►
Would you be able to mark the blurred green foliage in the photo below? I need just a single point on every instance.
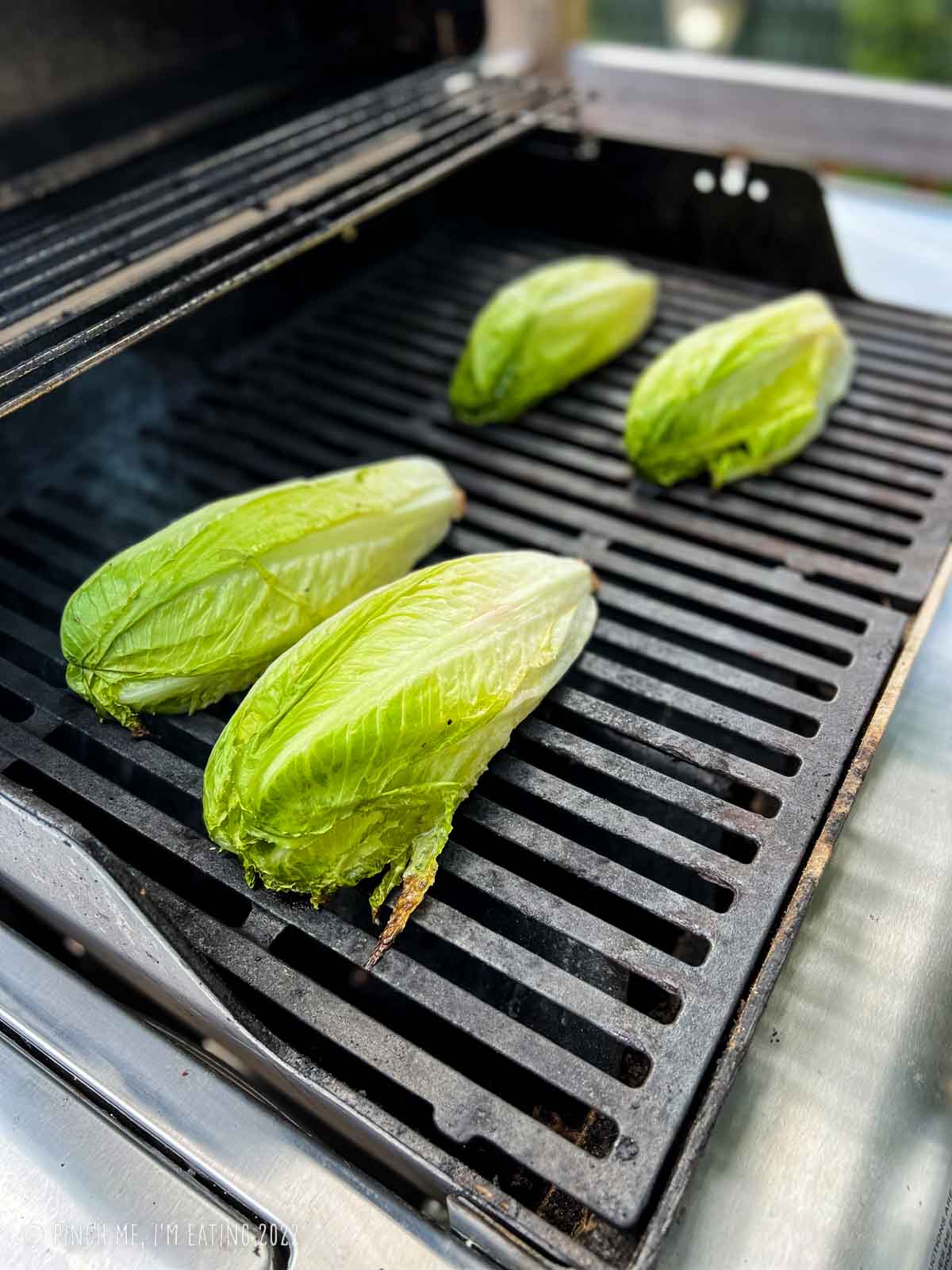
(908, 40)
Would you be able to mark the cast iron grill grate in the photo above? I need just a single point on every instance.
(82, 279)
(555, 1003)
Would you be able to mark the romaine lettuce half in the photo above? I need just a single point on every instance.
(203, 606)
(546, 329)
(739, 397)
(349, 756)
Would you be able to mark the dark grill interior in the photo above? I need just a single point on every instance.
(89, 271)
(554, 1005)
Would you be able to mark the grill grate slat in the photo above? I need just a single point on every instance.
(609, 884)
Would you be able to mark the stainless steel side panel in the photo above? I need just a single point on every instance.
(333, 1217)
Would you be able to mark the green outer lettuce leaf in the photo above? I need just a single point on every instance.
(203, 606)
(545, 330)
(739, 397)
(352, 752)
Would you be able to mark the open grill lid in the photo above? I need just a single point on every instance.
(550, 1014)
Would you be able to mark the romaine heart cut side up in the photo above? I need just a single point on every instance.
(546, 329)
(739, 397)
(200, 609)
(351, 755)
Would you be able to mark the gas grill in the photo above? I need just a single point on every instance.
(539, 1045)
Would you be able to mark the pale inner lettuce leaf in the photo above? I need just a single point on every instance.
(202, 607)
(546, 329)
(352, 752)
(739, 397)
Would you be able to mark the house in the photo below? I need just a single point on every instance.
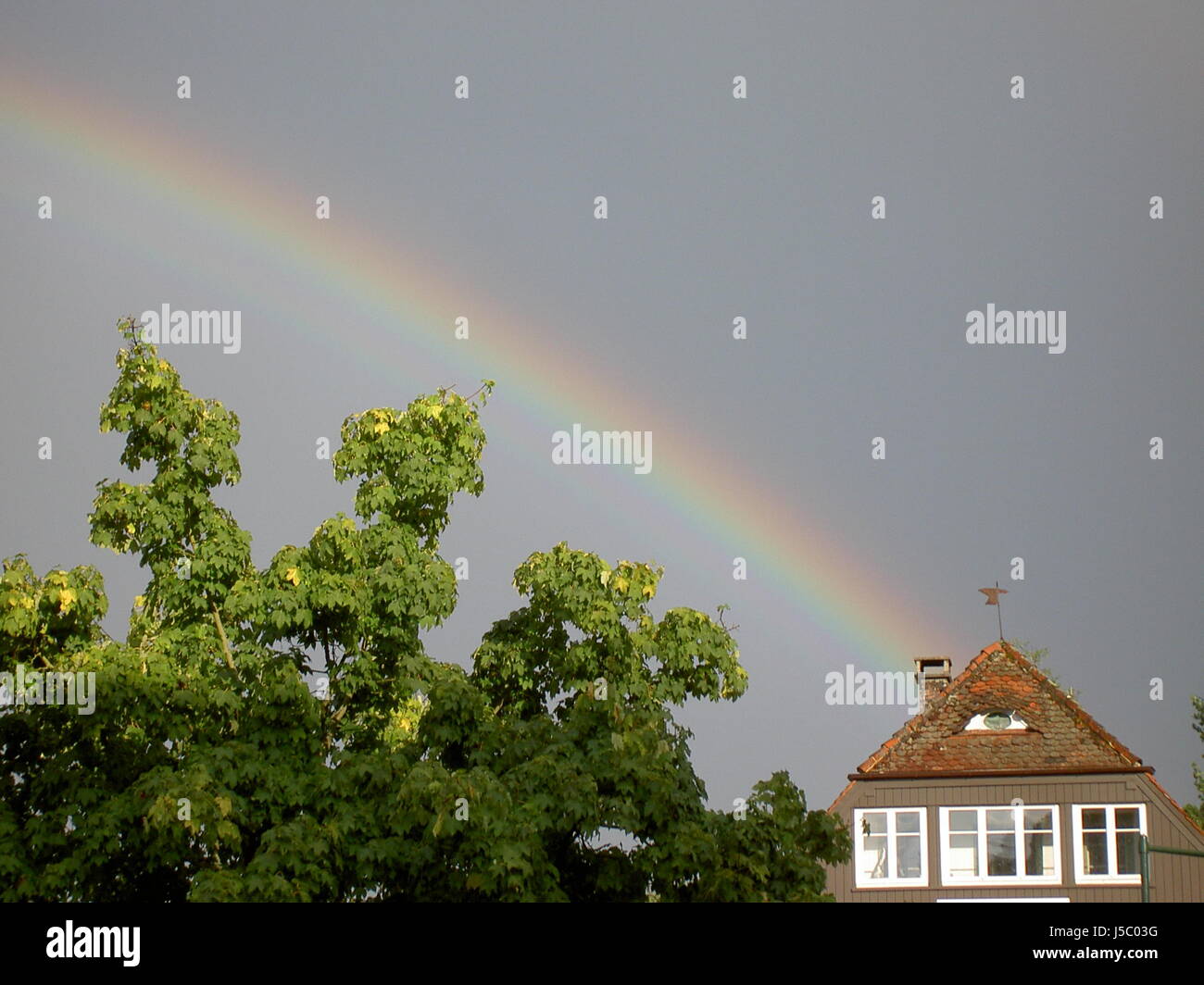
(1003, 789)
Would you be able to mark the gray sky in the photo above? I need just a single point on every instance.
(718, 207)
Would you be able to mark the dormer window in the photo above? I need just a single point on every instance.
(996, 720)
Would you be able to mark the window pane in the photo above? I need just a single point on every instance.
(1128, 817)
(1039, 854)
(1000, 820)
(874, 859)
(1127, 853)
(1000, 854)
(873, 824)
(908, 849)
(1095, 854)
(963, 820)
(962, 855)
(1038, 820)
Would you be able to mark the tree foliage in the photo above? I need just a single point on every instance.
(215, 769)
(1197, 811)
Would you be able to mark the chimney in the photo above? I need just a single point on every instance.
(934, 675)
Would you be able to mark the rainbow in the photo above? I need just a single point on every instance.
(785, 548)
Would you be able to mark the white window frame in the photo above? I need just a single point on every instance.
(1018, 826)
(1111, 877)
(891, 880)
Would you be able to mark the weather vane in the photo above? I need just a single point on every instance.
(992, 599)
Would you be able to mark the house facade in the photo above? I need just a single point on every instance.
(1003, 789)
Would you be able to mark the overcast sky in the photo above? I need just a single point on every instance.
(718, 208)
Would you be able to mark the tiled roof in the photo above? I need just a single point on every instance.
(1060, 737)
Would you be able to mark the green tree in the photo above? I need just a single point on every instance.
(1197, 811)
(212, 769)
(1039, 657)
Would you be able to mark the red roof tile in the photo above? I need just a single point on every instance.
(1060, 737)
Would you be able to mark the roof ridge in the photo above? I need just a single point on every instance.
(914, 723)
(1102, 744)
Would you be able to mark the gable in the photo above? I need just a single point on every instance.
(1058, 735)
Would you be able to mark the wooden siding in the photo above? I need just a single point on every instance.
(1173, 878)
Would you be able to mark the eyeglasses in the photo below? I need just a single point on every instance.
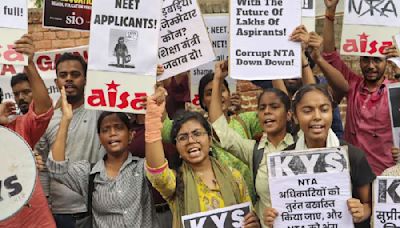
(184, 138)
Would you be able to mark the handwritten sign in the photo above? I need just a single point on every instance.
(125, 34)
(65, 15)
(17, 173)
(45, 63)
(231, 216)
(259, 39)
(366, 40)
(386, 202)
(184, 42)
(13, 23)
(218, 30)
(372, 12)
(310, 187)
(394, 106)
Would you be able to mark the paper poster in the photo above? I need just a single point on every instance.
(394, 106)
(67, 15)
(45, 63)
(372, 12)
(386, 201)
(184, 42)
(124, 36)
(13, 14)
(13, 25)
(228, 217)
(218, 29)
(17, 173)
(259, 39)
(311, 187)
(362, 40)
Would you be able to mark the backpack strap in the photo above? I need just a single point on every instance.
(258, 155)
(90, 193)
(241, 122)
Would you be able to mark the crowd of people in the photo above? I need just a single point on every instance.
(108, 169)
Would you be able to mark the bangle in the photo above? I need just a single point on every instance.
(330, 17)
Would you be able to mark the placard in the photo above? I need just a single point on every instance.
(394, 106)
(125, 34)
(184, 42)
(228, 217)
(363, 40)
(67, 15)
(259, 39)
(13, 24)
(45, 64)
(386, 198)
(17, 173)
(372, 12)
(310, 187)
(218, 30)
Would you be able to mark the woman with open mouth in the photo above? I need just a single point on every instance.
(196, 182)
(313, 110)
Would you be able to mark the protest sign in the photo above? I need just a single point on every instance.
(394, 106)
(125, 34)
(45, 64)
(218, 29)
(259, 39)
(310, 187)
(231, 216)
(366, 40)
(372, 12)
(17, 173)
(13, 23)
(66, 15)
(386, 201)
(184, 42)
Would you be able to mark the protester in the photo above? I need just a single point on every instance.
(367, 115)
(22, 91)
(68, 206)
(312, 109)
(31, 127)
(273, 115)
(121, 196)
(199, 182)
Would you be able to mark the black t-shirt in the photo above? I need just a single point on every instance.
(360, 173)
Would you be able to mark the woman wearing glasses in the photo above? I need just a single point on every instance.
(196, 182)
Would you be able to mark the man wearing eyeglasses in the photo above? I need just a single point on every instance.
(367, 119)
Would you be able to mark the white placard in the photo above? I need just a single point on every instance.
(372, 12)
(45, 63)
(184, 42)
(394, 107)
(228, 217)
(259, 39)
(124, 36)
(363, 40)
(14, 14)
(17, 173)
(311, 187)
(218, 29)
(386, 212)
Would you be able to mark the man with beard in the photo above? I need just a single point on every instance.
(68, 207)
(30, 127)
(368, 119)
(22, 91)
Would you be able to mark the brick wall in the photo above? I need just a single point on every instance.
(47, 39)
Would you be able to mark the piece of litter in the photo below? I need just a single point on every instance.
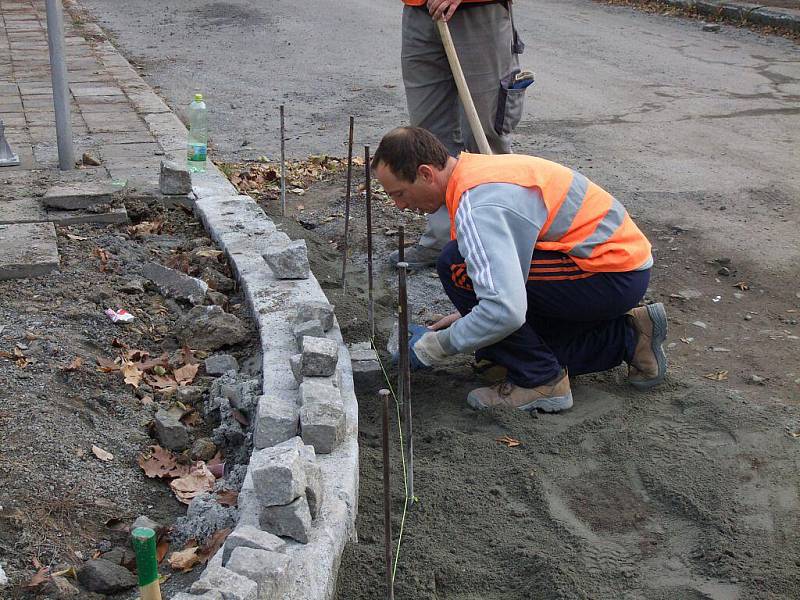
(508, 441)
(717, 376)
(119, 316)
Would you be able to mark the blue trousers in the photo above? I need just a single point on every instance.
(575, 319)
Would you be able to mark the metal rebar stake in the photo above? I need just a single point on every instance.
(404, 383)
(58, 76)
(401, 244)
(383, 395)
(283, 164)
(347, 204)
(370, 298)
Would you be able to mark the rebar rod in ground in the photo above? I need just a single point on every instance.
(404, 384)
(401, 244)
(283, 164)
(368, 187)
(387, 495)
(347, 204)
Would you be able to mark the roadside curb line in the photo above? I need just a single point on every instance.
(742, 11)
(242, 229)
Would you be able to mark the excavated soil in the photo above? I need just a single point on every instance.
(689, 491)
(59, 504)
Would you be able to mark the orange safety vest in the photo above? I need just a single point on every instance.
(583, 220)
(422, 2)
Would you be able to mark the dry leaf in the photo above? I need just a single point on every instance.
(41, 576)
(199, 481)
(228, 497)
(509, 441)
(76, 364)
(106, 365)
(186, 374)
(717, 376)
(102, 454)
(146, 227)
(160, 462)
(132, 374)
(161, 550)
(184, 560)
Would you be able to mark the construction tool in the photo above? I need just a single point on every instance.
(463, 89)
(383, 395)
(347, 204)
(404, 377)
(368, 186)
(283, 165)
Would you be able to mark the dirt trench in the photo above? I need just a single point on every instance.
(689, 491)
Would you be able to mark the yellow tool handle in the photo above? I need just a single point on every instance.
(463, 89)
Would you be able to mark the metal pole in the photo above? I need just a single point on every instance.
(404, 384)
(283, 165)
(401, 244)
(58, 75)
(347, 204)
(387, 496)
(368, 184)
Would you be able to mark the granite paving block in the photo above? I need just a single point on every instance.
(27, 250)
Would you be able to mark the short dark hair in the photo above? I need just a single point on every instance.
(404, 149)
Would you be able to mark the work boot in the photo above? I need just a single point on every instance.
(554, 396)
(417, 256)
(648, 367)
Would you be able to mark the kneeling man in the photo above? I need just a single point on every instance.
◄
Recast all of the lines above as a Markdown table with the columns "Row" and "Line", numbering each row and skipping blank lines. Leave the pictures out of the table.

== Answer for this exercise ==
| Row | Line |
|---|---|
| 1 | Would you be able to mark the blurred green foliage in the photo below? I need just a single point on every instance. |
| 2 | (908, 40) |
| 3 | Would you be able to mark the cast iron grill grate in the photo above? I need just a single point on every instance. |
| 4 | (82, 279) |
| 5 | (555, 1003) |
| 6 | Would you be able to mark the romaine lettuce half in the photo above? I need just a single point on every instance. |
| 7 | (203, 606) |
| 8 | (546, 329) |
| 9 | (739, 397) |
| 10 | (349, 756) |
| 11 | Would you be able to mark the dark grill interior in the photo above? I need just a single point on every instance. |
| 12 | (89, 271) |
| 13 | (554, 1005) |
| 14 | Would you be able to mark the grill grate slat in the photo above? I need just a single point on every instance. |
| 15 | (609, 884) |
| 16 | Would you be able to mark the stainless steel side panel in the photo above? I need just a single point on every instance. |
| 17 | (333, 1217) |
| 18 | Would you be able to mark the green outer lettuce leaf in the photo above? I need just a single point on every instance. |
| 19 | (203, 606) |
| 20 | (545, 330) |
| 21 | (739, 397) |
| 22 | (352, 752) |
| 23 | Would you be able to mark the open grill lid in the photo above? I need just a single point on every instance. |
| 24 | (550, 1014) |
| 25 | Would you be able to mark the romaine heart cut side up in the photo above? I need just a single point on every instance. |
| 26 | (546, 329) |
| 27 | (739, 397) |
| 28 | (200, 609) |
| 29 | (351, 755) |
| 30 | Would you be able to mark the gas grill in the photo above? I need just a single point on every instance. |
| 31 | (539, 1045) |
| 32 | Would you be able to mark the pale inner lettuce leaf in the photo above? I need just a single point on every instance. |
| 33 | (202, 607) |
| 34 | (546, 329) |
| 35 | (352, 752) |
| 36 | (739, 397) |
| 37 | Would you be able to mark the house in the photo below? I need just a single point on every instance. |
| 38 | (1003, 789) |
| 39 | Would you be able to mark the gray sky in the photo above? I need just a single point on every instance. |
| 40 | (718, 207) |
| 41 | Would you be able to mark the dormer window in the photo above? I need just a single point on every instance. |
| 42 | (996, 720) |
| 43 | Would you be able to mark the window pane in the photo above? I need just a single point on every instance. |
| 44 | (1128, 817) |
| 45 | (1039, 854) |
| 46 | (1000, 820) |
| 47 | (874, 859) |
| 48 | (1127, 853) |
| 49 | (1000, 854) |
| 50 | (873, 824) |
| 51 | (908, 849) |
| 52 | (1095, 854) |
| 53 | (963, 820) |
| 54 | (962, 855) |
| 55 | (1038, 820) |
| 56 | Would you be able to mark the tree foliage in the photo above? I need just a single point on every instance. |
| 57 | (215, 769) |
| 58 | (1197, 811) |
| 59 | Would you be able to mark the chimney in the photo above? I need just a single point on every instance. |
| 60 | (934, 675) |
| 61 | Would you be able to mark the rainbow in the photo above? I need just a single point on every instance. |
| 62 | (785, 548) |
| 63 | Would you be able to mark the white window frame in the photo above? I need just a single point on every instance. |
| 64 | (1018, 826) |
| 65 | (1111, 877) |
| 66 | (891, 880) |
| 67 | Would you be able to mark the weather vane in the photo above? I need just a single point on every instance. |
| 68 | (992, 599) |
| 69 | Would you be able to mark the house facade in the photo above? I need just a single point on every instance. |
| 70 | (1003, 789) |
| 71 | Would you be able to mark the overcast sky in the photo above? I need just a single point on every instance. |
| 72 | (718, 208) |
| 73 | Would you be able to mark the tiled roof in the photo above? I need just a single point on every instance. |
| 74 | (1060, 737) |
| 75 | Would you be able to mark the green tree in the photo above? I need just a single point on every instance. |
| 76 | (1197, 811) |
| 77 | (212, 769) |
| 78 | (1039, 657) |
| 79 | Would you be able to mark the red roof tile in the photo above? I need just a single point on every instance. |
| 80 | (1060, 737) |
| 81 | Would you be able to mark the roof ridge in the photo above? I need just a single point on every instance. |
| 82 | (914, 723) |
| 83 | (1102, 744) |
| 84 | Would you be able to mark the gable in the photo above? I need just a single point on every instance. |
| 85 | (1058, 735) |
| 86 | Would you be able to mark the wooden siding in the photo above? I need just a single point on every instance. |
| 87 | (1173, 878) |
| 88 | Would you be able to mark the eyeglasses in the photo below? I need just a single point on every instance. |
| 89 | (184, 138) |
| 90 | Would you be able to mark the handwritten sign in the photo above? I need just a single point on every instance. |
| 91 | (125, 34) |
| 92 | (65, 15) |
| 93 | (17, 173) |
| 94 | (45, 63) |
| 95 | (231, 216) |
| 96 | (259, 39) |
| 97 | (366, 40) |
| 98 | (386, 202) |
| 99 | (184, 42) |
| 100 | (13, 23) |
| 101 | (218, 30) |
| 102 | (372, 12) |
| 103 | (310, 187) |
| 104 | (394, 106) |
| 105 | Would you be able to mark the paper poster in the photo above? I need just a single point on every instance. |
| 106 | (394, 106) |
| 107 | (67, 15) |
| 108 | (45, 63) |
| 109 | (372, 12) |
| 110 | (386, 201) |
| 111 | (184, 42) |
| 112 | (124, 36) |
| 113 | (13, 14) |
| 114 | (13, 25) |
| 115 | (228, 217) |
| 116 | (218, 29) |
| 117 | (17, 173) |
| 118 | (259, 39) |
| 119 | (311, 187) |
| 120 | (362, 40) |
| 121 | Would you be able to mark the backpack strap in the photo above? I need just a single point on every instance. |
| 122 | (258, 155) |
| 123 | (90, 193) |
| 124 | (241, 122) |
| 125 | Would you be able to mark the crowd of people in the photo above? I need just a single point on every instance. |
| 126 | (108, 169) |
| 127 | Would you be able to mark the bangle in the photo above? I need just a single point on every instance. |
| 128 | (330, 17) |
| 129 | Would you be able to mark the placard in the photo above? I need just a single point on every instance. |
| 130 | (394, 106) |
| 131 | (125, 34) |
| 132 | (184, 42) |
| 133 | (228, 217) |
| 134 | (363, 40) |
| 135 | (67, 15) |
| 136 | (259, 39) |
| 137 | (13, 24) |
| 138 | (45, 64) |
| 139 | (386, 198) |
| 140 | (17, 173) |
| 141 | (372, 12) |
| 142 | (310, 187) |
| 143 | (218, 30) |
| 144 | Would you be able to mark the woman with open mouth in the photo above? I need just a single point on every instance. |
| 145 | (196, 182) |
| 146 | (313, 110) |
| 147 | Would you be able to mark the protest sign in the photo above? I need just a single point on every instance. |
| 148 | (394, 106) |
| 149 | (125, 34) |
| 150 | (45, 64) |
| 151 | (218, 29) |
| 152 | (259, 39) |
| 153 | (310, 187) |
| 154 | (231, 216) |
| 155 | (366, 40) |
| 156 | (372, 12) |
| 157 | (17, 173) |
| 158 | (13, 23) |
| 159 | (66, 15) |
| 160 | (386, 201) |
| 161 | (184, 42) |
| 162 | Would you be able to mark the protester in the photo above? I need just a single point on every instance. |
| 163 | (367, 115) |
| 164 | (22, 91) |
| 165 | (68, 206) |
| 166 | (312, 109) |
| 167 | (31, 127) |
| 168 | (273, 115) |
| 169 | (121, 196) |
| 170 | (199, 182) |
| 171 | Would you be able to mark the black t-shirt in the photo above? I need just a single point on every instance. |
| 172 | (360, 173) |
| 173 | Would you be able to mark the woman wearing glasses in the photo above? I need just a single point on every instance. |
| 174 | (196, 182) |
| 175 | Would you be able to mark the man wearing eyeglasses in the photo above? I need just a single point on every instance. |
| 176 | (367, 119) |
| 177 | Would you be able to mark the white placard in the photo above? I need just a single point on every instance. |
| 178 | (372, 12) |
| 179 | (45, 63) |
| 180 | (184, 42) |
| 181 | (394, 107) |
| 182 | (228, 217) |
| 183 | (259, 39) |
| 184 | (124, 36) |
| 185 | (363, 40) |
| 186 | (14, 14) |
| 187 | (17, 173) |
| 188 | (311, 187) |
| 189 | (218, 29) |
| 190 | (386, 212) |
| 191 | Would you be able to mark the man with beard in the photo above? I need just a single point on every instance. |
| 192 | (68, 207) |
| 193 | (30, 127) |
| 194 | (368, 119) |
| 195 | (22, 91) |
| 196 | Would you be able to mark the brick wall in the photo above? I need just a single point on every instance. |
| 197 | (47, 39) |
| 198 | Would you be able to mark the piece of litter in the photo below? I need just a single point on every instance. |
| 199 | (508, 441) |
| 200 | (717, 376) |
| 201 | (119, 316) |
| 202 | Would you be able to mark the blue trousers in the photo above? I need just a single point on every instance. |
| 203 | (575, 319) |
| 204 | Would you be able to mark the metal rebar stake in the photo above? I need just a single point on every instance. |
| 205 | (404, 383) |
| 206 | (58, 76) |
| 207 | (401, 244) |
| 208 | (383, 395) |
| 209 | (283, 164) |
| 210 | (347, 204) |
| 211 | (370, 298) |
| 212 | Would you be able to mark the rebar rod in ground in the photo above? I need just a single point on every instance. |
| 213 | (404, 384) |
| 214 | (401, 244) |
| 215 | (283, 164) |
| 216 | (368, 187) |
| 217 | (387, 495) |
| 218 | (347, 204) |
| 219 | Would you be able to mark the roadside curb line in the photo above? I need just a single point on every instance. |
| 220 | (742, 11) |
| 221 | (242, 229) |
| 222 | Would you be able to mark the excavated soil in the photo above? I need just a single point on every instance. |
| 223 | (689, 491) |
| 224 | (59, 504) |
| 225 | Would you be able to mark the orange safety vest in the photo above? I need just a single point on every instance. |
| 226 | (583, 220) |
| 227 | (422, 2) |
| 228 | Would you be able to mark the dry leaf in the photo above? I need just a single point on every instance. |
| 229 | (41, 576) |
| 230 | (199, 481) |
| 231 | (228, 497) |
| 232 | (509, 441) |
| 233 | (76, 364) |
| 234 | (106, 365) |
| 235 | (186, 374) |
| 236 | (717, 376) |
| 237 | (102, 454) |
| 238 | (146, 227) |
| 239 | (160, 462) |
| 240 | (132, 374) |
| 241 | (161, 550) |
| 242 | (184, 560) |
| 243 | Would you be able to mark the construction tool in the photo above? I need just a single point on every instance. |
| 244 | (463, 89) |
| 245 | (383, 395) |
| 246 | (347, 204) |
| 247 | (404, 377) |
| 248 | (368, 186) |
| 249 | (283, 165) |
| 250 | Would you be able to mark the dirt trench in the photo above? I need just a single point on every instance. |
| 251 | (689, 491) |
| 252 | Would you be able to mark the yellow tool handle in the photo above? I need just a single point on every instance. |
| 253 | (463, 89) |
| 254 | Would you be able to mark the metal pole in the photo above? I need just a single point on every instance. |
| 255 | (404, 384) |
| 256 | (283, 165) |
| 257 | (401, 244) |
| 258 | (58, 75) |
| 259 | (347, 204) |
| 260 | (387, 496) |
| 261 | (368, 184) |
| 262 | Would you be able to mark the granite paving block in the photo above? I need just a single point on every instance. |
| 263 | (27, 250) |
| 264 | Would you be able to mark the short dark hair in the photo above? I need just a single point on every instance. |
| 265 | (404, 149) |
| 266 | Would you be able to mark the work boot in the photo above? I need just a single point on every instance. |
| 267 | (554, 396) |
| 268 | (417, 256) |
| 269 | (648, 367) |
| 270 | Would you be able to mark the kneeling man in the photo above? I need just a single point on every instance. |